» PROMPT: Copy each of the entries below word for word, leaving out the pictures.

-------- RECORDED INFORMATION

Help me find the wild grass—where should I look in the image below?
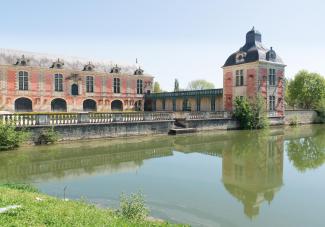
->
[0,185,182,227]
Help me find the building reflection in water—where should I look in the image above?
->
[222,136,283,218]
[0,139,173,183]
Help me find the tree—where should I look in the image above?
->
[286,70,325,109]
[174,79,179,91]
[187,80,214,90]
[153,81,161,93]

----------------

» TASK RESULT:
Help me find the wild grass—where should I look in the image below?
->
[0,185,182,227]
Help me find the building reflection in water—where should I look in the image above?
->
[222,136,283,218]
[0,139,173,183]
Help me find the tree—where should I look in the image above?
->
[286,70,325,109]
[174,79,179,91]
[187,80,214,90]
[153,81,161,93]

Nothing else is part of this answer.